§ **Фрагмент документа**:
—————
За мистическими покровами у Гегеля, однако, нередко скрывается гениальное содержание. Так, например, изображая действия людей, их страсти, Гегель пишет:
«Далее, из вышеуказанного соотношения вытекает, что во всемирной истории благодаря действиям людей вообще получаются ещё и несколько иные результаты, чем те, к которым они стремятся и которых они достигают, чем те результаты, о которых они непосредственно знают и которых они желают; они добиваются удовлетворения своих интересов, но благодаря этому осуществляется ещё и нечто дальнейшее, нечто такое, что скрыто содержится в них, но не сознавалось ими и не входило в их намерения.
—————
§ **Сохранённые строки**:
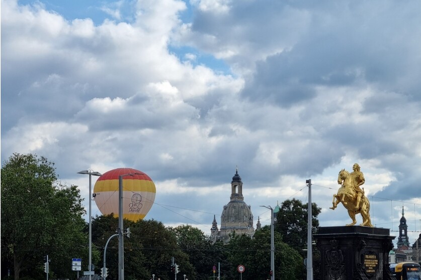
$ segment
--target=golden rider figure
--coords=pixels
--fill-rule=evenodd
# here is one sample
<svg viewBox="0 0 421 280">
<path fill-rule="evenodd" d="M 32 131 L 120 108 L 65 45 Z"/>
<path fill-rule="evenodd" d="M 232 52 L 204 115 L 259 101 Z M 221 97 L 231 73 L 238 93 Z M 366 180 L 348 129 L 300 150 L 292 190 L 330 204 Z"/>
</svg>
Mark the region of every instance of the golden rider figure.
<svg viewBox="0 0 421 280">
<path fill-rule="evenodd" d="M 355 210 L 357 210 L 360 207 L 360 202 L 361 201 L 361 197 L 364 195 L 364 191 L 360 188 L 360 186 L 365 182 L 366 180 L 364 179 L 364 175 L 360 170 L 360 166 L 358 164 L 354 164 L 352 167 L 352 169 L 354 171 L 351 172 L 350 175 L 354 183 L 354 188 L 357 192 L 357 203 Z"/>
</svg>

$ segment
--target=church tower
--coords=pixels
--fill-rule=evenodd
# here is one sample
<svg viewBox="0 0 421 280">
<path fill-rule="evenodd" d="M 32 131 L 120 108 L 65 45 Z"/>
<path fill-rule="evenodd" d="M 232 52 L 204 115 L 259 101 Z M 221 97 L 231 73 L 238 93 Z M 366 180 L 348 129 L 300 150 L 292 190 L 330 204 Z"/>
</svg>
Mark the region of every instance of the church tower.
<svg viewBox="0 0 421 280">
<path fill-rule="evenodd" d="M 230 201 L 224 206 L 221 215 L 221 227 L 217 230 L 216 220 L 214 217 L 211 229 L 211 239 L 222 239 L 224 243 L 229 241 L 230 236 L 245 234 L 252 237 L 255 234 L 253 227 L 253 214 L 251 207 L 244 202 L 242 195 L 242 181 L 238 175 L 238 169 L 231 182 Z"/>
<path fill-rule="evenodd" d="M 399 224 L 399 238 L 396 243 L 398 249 L 402 246 L 409 246 L 408 239 L 408 226 L 406 225 L 406 219 L 405 218 L 403 213 L 403 206 L 402 206 L 402 218 Z"/>
</svg>

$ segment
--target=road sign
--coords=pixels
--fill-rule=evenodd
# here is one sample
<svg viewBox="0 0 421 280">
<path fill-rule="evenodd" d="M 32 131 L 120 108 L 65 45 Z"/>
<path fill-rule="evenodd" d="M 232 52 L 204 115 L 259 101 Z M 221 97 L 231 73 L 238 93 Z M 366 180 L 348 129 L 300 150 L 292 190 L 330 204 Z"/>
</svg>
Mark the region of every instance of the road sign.
<svg viewBox="0 0 421 280">
<path fill-rule="evenodd" d="M 240 264 L 237 267 L 237 270 L 240 273 L 242 273 L 245 270 L 245 267 L 242 264 Z"/>
<path fill-rule="evenodd" d="M 81 258 L 72 258 L 71 259 L 71 270 L 74 271 L 81 270 L 81 267 L 82 265 Z"/>
</svg>

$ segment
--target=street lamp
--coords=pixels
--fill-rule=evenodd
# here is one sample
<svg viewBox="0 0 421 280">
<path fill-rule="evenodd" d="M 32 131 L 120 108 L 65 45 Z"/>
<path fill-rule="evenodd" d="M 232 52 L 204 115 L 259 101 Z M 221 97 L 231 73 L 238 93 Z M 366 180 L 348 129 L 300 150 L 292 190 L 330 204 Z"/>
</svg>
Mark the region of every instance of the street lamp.
<svg viewBox="0 0 421 280">
<path fill-rule="evenodd" d="M 92 210 L 92 175 L 94 176 L 102 176 L 102 174 L 99 172 L 94 171 L 93 170 L 82 170 L 77 172 L 78 174 L 88 174 L 89 175 L 89 267 L 88 271 L 91 271 L 92 269 L 92 215 L 91 214 Z M 91 272 L 89 274 L 89 280 L 91 280 L 92 276 Z"/>
<path fill-rule="evenodd" d="M 143 175 L 143 173 L 128 173 L 118 176 L 118 279 L 124 280 L 124 245 L 123 241 L 123 177 Z M 91 280 L 91 279 L 90 279 Z"/>
<path fill-rule="evenodd" d="M 273 209 L 271 206 L 261 205 L 261 207 L 265 207 L 271 209 L 271 280 L 275 280 L 275 241 L 273 235 Z"/>
</svg>

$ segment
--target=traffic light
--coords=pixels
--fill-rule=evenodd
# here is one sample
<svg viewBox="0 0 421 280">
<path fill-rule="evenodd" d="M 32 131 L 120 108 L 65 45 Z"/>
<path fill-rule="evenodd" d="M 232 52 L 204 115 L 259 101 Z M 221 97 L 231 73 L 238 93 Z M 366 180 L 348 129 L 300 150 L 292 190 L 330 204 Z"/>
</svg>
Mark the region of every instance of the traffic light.
<svg viewBox="0 0 421 280">
<path fill-rule="evenodd" d="M 51 260 L 48 259 L 48 255 L 47 255 L 46 256 L 44 256 L 44 272 L 45 272 L 45 273 L 48 273 L 48 262 L 49 262 L 50 261 L 51 261 Z"/>
<path fill-rule="evenodd" d="M 101 277 L 105 278 L 108 276 L 108 268 L 107 267 L 101 267 Z"/>
</svg>

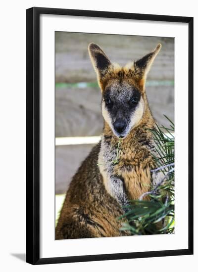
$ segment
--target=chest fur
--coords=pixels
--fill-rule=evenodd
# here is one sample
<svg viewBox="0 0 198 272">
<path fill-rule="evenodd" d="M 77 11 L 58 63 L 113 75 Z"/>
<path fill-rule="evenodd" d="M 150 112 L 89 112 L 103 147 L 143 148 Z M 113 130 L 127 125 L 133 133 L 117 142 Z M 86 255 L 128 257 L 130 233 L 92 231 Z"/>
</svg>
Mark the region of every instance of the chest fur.
<svg viewBox="0 0 198 272">
<path fill-rule="evenodd" d="M 103 140 L 99 165 L 106 189 L 114 197 L 126 193 L 129 199 L 137 199 L 150 189 L 153 158 L 147 145 L 121 142 L 118 150 L 117 143 Z"/>
</svg>

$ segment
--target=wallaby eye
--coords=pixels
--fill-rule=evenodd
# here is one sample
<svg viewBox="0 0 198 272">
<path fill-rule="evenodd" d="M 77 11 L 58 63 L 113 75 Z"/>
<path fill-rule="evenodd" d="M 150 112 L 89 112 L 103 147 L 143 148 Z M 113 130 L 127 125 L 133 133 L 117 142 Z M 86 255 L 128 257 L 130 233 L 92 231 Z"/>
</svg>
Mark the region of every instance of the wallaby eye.
<svg viewBox="0 0 198 272">
<path fill-rule="evenodd" d="M 137 104 L 138 103 L 137 97 L 132 97 L 130 100 L 130 102 L 132 104 L 133 104 L 134 105 L 137 105 Z"/>
</svg>

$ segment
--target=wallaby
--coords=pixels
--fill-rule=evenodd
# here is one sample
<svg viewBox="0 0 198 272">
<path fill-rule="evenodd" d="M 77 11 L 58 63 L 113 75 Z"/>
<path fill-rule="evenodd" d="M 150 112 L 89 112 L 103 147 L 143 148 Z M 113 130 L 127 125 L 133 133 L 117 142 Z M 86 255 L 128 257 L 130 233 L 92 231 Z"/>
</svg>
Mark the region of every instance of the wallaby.
<svg viewBox="0 0 198 272">
<path fill-rule="evenodd" d="M 100 141 L 71 182 L 56 239 L 130 235 L 120 230 L 122 221 L 118 218 L 130 200 L 138 199 L 159 179 L 150 172 L 156 166 L 150 132 L 155 121 L 145 83 L 161 47 L 158 44 L 142 58 L 121 67 L 112 63 L 98 45 L 89 45 L 101 91 L 103 129 Z"/>
</svg>

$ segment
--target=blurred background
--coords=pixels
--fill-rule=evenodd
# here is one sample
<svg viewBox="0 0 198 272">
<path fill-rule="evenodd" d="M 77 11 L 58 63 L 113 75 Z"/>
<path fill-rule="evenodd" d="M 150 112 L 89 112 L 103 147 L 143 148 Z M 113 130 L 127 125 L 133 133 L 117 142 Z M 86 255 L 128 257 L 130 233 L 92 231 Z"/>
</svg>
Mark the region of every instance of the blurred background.
<svg viewBox="0 0 198 272">
<path fill-rule="evenodd" d="M 148 74 L 147 93 L 159 125 L 174 121 L 174 38 L 55 32 L 56 210 L 72 176 L 92 147 L 103 126 L 101 93 L 88 52 L 98 44 L 112 62 L 121 65 L 162 47 Z M 60 195 L 60 198 L 58 196 Z"/>
</svg>

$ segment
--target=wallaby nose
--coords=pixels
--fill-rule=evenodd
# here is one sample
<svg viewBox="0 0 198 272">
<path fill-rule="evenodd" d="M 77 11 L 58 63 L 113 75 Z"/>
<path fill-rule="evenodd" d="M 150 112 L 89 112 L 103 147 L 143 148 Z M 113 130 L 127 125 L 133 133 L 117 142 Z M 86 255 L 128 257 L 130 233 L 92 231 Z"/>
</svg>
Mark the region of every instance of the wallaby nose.
<svg viewBox="0 0 198 272">
<path fill-rule="evenodd" d="M 118 133 L 121 133 L 126 129 L 126 123 L 124 120 L 118 119 L 113 123 L 115 130 Z"/>
</svg>

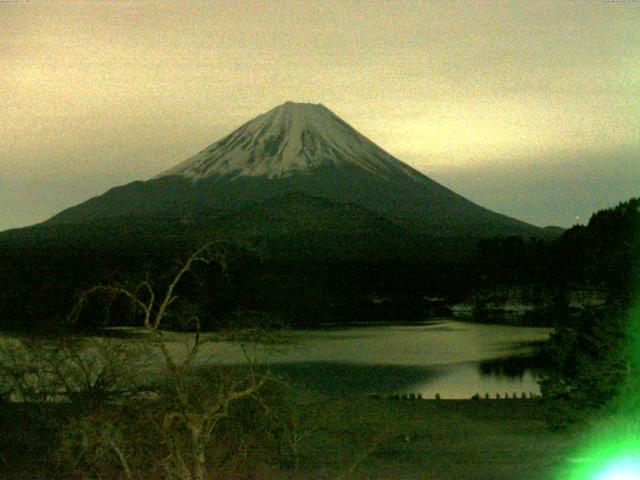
—————
§ **Задания**:
(a) Что, согласно фрагменту о Гегеле, нередко скрывается у Гегеля за мистическими покровами?
(b) Повторите без изменений часть фрагмента о Гегеле от слов «За мистическими покровами» до слов «в их намерения.».

§ **Ответы по порядку**:
(a) Гениальное содержание.

(b)
За мистическими покровами у Гегеля, однако, нередко скрывается гениальное содержание. Так, например, изображая действия людей, их страсти, Гегель пишет:
«Далее, из вышеуказанного соотношения вытекает, что во всемирной истории благодаря действиям людей вообще получаются ещё и несколько иные результаты, чем те, к которым они стремятся и которых они достигают, чем те результаты, о которых они непосредственно знают и которых они желают; они добиваются удовлетворения своих интересов, но благодаря этому осуществляется ещё и нечто дальнейшее, нечто такое, что скрыто содержится в них, но не сознавалось ими и не входило в их намерения.